Rows from a dataset
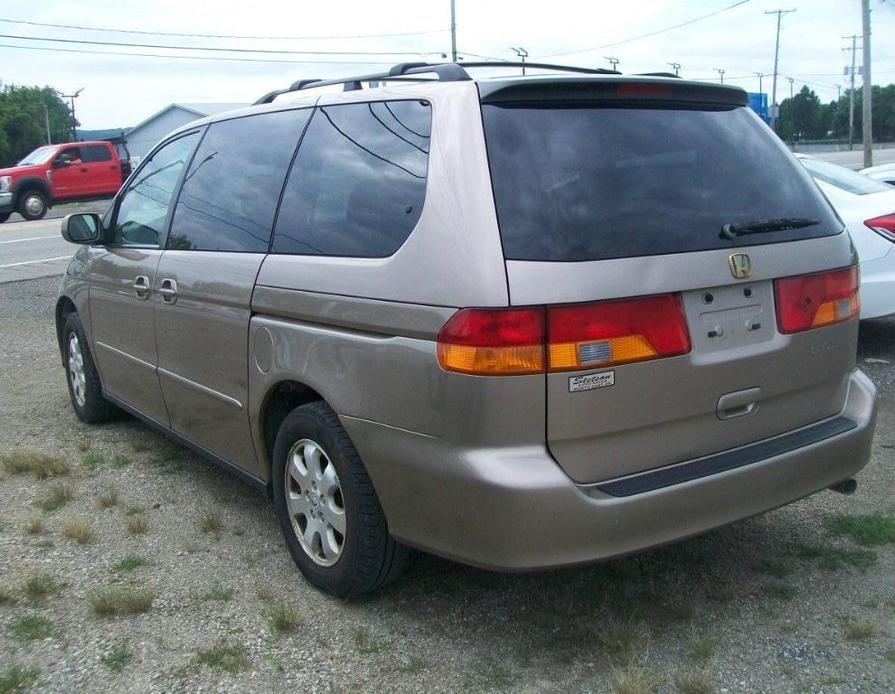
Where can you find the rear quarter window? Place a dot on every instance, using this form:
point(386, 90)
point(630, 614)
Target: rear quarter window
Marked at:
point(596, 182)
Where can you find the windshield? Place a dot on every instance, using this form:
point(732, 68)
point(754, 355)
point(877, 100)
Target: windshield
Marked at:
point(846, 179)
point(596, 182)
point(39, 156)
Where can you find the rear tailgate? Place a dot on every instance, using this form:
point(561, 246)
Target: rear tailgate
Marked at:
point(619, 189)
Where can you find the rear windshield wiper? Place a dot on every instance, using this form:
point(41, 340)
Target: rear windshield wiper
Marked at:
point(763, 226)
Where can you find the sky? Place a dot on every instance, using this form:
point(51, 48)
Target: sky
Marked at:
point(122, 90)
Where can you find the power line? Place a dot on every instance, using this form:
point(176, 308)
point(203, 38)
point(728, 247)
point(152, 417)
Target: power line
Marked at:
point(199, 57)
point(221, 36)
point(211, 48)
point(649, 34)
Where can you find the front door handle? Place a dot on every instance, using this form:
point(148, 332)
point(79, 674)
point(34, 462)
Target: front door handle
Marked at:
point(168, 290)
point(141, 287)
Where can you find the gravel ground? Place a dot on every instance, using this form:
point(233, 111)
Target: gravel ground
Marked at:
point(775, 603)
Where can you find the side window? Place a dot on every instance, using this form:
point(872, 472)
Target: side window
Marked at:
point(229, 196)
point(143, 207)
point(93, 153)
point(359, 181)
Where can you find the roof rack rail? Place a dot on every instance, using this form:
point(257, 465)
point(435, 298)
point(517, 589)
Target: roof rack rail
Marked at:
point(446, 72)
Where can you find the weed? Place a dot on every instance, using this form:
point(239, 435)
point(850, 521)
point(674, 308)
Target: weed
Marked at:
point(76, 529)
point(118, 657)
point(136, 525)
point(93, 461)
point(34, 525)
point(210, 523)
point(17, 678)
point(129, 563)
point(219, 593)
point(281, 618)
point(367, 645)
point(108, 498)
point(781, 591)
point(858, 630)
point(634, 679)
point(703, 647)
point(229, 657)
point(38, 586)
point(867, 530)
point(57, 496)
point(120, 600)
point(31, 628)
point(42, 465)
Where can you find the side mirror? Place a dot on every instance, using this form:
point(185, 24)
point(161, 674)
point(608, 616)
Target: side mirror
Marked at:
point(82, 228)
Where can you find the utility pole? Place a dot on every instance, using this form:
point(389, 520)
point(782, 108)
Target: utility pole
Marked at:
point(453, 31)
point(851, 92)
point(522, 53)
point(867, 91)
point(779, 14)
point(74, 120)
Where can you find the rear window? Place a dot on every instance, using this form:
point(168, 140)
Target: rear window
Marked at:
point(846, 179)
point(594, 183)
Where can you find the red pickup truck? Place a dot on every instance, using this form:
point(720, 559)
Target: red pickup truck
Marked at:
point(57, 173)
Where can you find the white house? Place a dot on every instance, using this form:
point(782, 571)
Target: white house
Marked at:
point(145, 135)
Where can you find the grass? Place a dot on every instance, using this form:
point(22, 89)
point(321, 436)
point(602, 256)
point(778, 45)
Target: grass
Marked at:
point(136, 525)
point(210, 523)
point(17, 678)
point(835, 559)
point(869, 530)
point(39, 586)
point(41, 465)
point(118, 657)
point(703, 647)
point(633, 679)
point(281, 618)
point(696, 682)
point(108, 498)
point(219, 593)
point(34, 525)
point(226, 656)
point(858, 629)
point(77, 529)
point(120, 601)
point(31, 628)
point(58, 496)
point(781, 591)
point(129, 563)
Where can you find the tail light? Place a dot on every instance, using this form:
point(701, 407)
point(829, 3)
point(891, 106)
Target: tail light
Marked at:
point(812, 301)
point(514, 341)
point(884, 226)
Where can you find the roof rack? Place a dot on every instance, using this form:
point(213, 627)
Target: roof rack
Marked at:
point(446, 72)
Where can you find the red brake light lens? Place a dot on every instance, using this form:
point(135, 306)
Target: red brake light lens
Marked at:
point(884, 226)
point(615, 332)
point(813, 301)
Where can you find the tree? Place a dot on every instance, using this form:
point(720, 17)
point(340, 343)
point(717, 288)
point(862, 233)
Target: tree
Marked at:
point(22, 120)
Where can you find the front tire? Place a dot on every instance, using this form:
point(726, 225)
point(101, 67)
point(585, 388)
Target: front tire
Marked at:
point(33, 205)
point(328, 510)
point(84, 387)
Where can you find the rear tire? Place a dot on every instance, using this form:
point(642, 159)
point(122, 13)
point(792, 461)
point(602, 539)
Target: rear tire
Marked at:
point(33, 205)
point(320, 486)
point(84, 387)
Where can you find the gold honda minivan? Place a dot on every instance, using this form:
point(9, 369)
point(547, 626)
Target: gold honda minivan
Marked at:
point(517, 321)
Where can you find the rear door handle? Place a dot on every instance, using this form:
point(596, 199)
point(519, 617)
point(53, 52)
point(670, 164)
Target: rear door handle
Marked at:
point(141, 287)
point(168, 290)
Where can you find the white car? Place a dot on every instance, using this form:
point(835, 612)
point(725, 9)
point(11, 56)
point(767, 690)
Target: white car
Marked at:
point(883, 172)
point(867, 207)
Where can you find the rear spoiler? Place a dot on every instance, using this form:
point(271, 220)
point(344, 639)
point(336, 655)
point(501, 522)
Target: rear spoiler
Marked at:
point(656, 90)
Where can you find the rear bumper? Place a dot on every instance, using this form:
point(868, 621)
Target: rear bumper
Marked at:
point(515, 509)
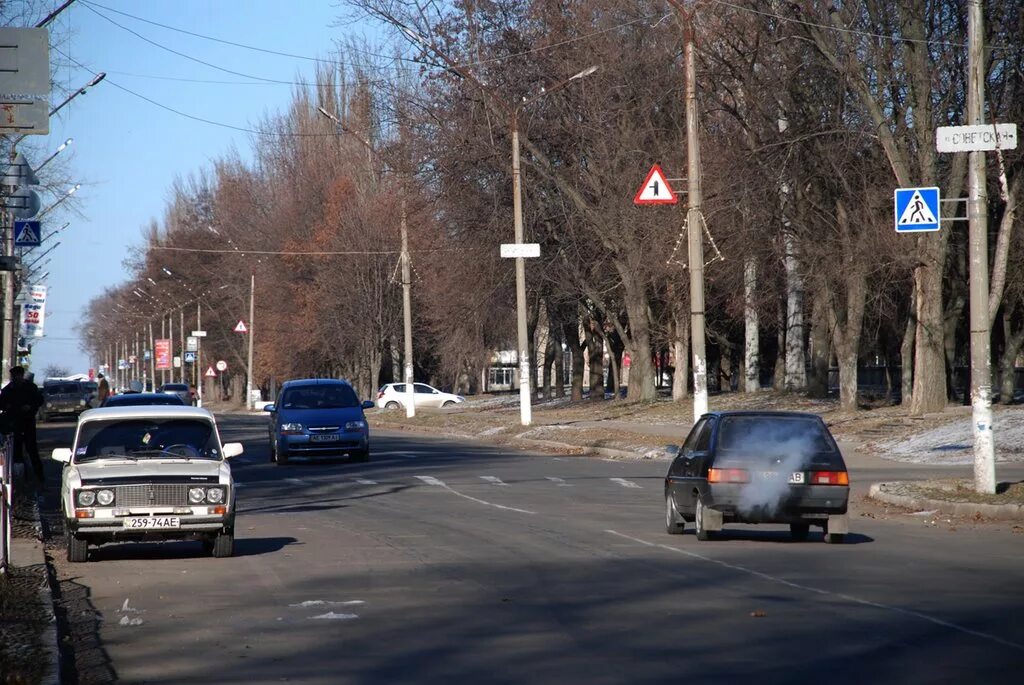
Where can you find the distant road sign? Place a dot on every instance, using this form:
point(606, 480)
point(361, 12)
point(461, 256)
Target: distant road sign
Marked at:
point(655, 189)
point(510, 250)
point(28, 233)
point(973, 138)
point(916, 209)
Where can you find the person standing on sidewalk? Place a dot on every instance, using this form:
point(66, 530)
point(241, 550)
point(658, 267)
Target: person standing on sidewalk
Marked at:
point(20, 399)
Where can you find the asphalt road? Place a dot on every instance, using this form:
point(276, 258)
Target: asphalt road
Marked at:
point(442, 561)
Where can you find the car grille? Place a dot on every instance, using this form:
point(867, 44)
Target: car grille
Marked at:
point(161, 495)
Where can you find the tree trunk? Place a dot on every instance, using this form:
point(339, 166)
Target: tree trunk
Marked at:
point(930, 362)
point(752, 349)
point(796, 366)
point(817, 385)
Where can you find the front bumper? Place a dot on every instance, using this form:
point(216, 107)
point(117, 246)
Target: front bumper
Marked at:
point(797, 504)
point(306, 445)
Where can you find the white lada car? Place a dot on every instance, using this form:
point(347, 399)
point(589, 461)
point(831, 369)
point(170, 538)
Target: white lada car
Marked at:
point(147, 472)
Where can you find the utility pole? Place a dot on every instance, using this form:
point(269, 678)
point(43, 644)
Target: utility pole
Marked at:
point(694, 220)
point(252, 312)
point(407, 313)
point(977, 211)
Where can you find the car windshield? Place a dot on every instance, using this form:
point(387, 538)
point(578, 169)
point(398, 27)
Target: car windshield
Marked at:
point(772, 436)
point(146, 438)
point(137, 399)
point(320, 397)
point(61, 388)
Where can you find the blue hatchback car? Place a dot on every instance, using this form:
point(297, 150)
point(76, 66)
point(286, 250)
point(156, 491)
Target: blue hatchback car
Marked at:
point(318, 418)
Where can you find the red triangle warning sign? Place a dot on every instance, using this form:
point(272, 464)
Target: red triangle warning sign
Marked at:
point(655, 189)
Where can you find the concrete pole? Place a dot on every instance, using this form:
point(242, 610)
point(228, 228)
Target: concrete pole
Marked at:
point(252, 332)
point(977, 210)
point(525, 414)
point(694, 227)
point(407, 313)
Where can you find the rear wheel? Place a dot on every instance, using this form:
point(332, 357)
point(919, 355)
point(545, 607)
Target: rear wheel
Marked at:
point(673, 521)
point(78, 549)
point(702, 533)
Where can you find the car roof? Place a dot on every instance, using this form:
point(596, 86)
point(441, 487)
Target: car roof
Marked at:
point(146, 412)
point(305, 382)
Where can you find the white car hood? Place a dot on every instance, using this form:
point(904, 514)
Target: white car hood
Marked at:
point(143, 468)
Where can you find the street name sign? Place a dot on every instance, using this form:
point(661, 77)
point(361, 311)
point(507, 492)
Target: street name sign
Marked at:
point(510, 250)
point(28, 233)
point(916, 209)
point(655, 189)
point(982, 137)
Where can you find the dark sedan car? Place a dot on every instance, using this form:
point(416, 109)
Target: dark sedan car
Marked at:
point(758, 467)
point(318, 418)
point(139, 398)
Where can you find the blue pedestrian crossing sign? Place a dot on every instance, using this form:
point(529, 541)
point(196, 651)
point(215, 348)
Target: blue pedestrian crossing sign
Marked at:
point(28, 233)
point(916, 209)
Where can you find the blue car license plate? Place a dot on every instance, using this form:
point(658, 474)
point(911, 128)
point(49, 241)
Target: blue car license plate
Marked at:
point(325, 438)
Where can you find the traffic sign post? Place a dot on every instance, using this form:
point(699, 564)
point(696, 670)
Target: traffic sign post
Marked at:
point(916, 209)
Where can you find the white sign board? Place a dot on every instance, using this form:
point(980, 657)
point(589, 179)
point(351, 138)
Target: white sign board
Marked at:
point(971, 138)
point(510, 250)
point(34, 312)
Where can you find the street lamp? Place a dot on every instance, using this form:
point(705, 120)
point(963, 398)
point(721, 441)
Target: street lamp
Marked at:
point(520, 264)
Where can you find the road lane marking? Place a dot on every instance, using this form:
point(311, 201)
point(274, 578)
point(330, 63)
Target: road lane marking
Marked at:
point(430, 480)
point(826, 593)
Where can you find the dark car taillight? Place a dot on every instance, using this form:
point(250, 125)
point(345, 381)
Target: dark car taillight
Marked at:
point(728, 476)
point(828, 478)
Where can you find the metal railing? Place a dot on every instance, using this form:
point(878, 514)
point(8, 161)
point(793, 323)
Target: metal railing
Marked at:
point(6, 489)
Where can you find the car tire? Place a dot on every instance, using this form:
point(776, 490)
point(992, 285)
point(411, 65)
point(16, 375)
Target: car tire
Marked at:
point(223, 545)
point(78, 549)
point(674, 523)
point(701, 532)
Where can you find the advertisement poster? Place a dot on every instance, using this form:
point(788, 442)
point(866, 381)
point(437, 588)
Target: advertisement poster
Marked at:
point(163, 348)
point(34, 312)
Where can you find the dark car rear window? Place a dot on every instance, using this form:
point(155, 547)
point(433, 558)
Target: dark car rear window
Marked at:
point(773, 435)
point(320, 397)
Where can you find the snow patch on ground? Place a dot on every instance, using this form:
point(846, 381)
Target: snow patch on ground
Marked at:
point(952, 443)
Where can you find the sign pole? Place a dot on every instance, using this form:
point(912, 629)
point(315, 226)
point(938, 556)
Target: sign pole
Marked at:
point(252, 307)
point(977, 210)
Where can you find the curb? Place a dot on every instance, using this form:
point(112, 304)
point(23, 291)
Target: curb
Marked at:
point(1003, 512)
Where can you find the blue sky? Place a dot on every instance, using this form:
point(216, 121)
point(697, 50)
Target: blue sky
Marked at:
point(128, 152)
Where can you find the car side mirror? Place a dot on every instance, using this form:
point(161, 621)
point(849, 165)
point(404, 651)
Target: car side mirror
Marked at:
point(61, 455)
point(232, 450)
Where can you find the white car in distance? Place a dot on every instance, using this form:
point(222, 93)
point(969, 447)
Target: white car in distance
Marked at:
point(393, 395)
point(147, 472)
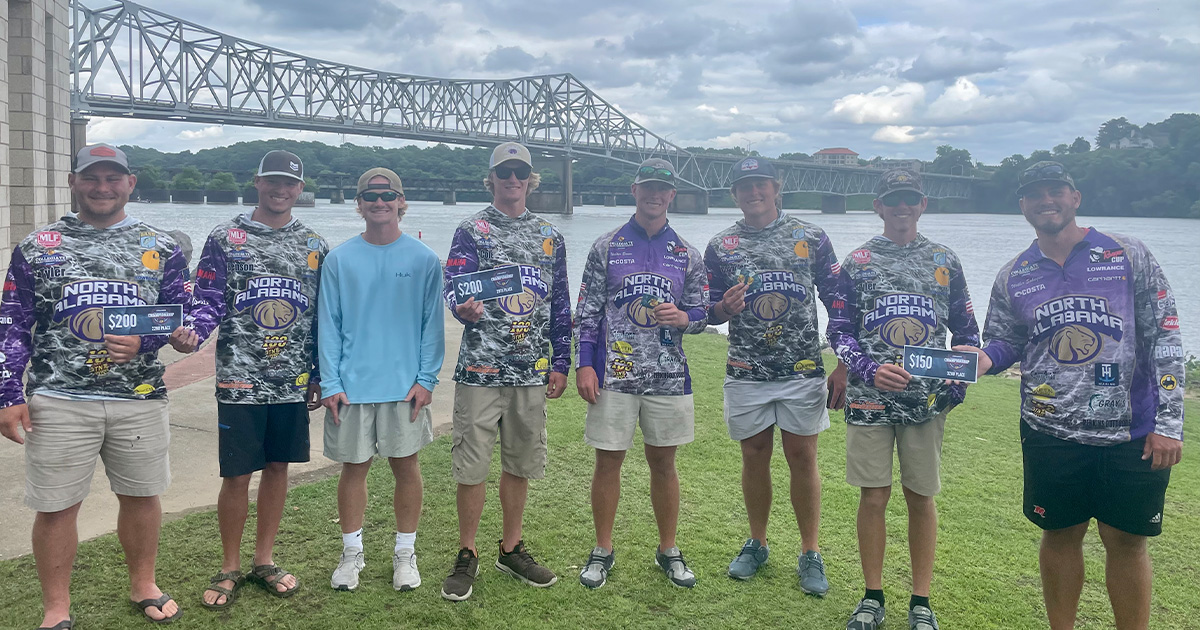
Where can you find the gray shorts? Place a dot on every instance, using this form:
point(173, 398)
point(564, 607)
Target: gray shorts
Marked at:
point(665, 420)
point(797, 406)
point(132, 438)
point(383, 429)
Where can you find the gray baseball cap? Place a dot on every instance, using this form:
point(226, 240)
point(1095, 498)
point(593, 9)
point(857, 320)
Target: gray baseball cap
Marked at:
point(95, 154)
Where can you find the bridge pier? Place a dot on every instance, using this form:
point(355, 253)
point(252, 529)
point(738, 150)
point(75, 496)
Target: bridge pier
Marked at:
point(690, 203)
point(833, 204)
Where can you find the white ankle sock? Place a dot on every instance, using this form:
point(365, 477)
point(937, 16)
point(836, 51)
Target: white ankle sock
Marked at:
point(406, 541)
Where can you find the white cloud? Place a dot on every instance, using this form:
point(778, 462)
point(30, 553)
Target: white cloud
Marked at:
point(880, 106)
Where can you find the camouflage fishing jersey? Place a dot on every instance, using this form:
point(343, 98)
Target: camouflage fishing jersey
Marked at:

**WHAT IS EXPECTED**
Edit the items from the start of the records through the line containing "point(359, 181)", replacing "Marked at:" with "Located at:" and leaving every other line unchanged. Omit the pictures from your answer.

**ANSWER BELOW**
Where can you find the rear quarter window? Place a dot on every instance, using this form:
point(386, 90)
point(630, 614)
Target: rear quarter window
Located at:
point(596, 182)
Where can you find the windshield? Place a dot on every instance, using this form:
point(732, 68)
point(754, 355)
point(877, 100)
Target: windshield
Located at:
point(846, 179)
point(596, 182)
point(39, 156)
Where can you find the rear tailgate? Place a dot on every instance, using this form:
point(561, 246)
Target: rear tailgate
Located at:
point(619, 189)
Where can you find the rear windshield wiper? Place a dot on every instance, using this form:
point(41, 340)
Target: rear windshield wiper
Located at:
point(763, 226)
Where can you find the sky? Place a dot on every instance, using this form:
point(51, 48)
Target: sky
Located at:
point(122, 90)
Where can you find the power line? Place a dot on every instance, using this form:
point(176, 308)
point(203, 38)
point(728, 247)
point(152, 417)
Target: power line
Located at:
point(199, 57)
point(221, 36)
point(211, 48)
point(649, 34)
Where can you find the front door handle? Place a dot on every instance, using this form:
point(148, 332)
point(79, 674)
point(34, 462)
Target: front door handle
Located at:
point(168, 290)
point(141, 287)
Where can you find the gravel ground? Place a dot on every instance, using this form:
point(233, 111)
Target: gravel ground
Located at:
point(775, 603)
Where can you find the side window? Place a dot on every instance, using this form:
point(872, 472)
Target: side window
Located at:
point(229, 196)
point(143, 207)
point(93, 153)
point(359, 181)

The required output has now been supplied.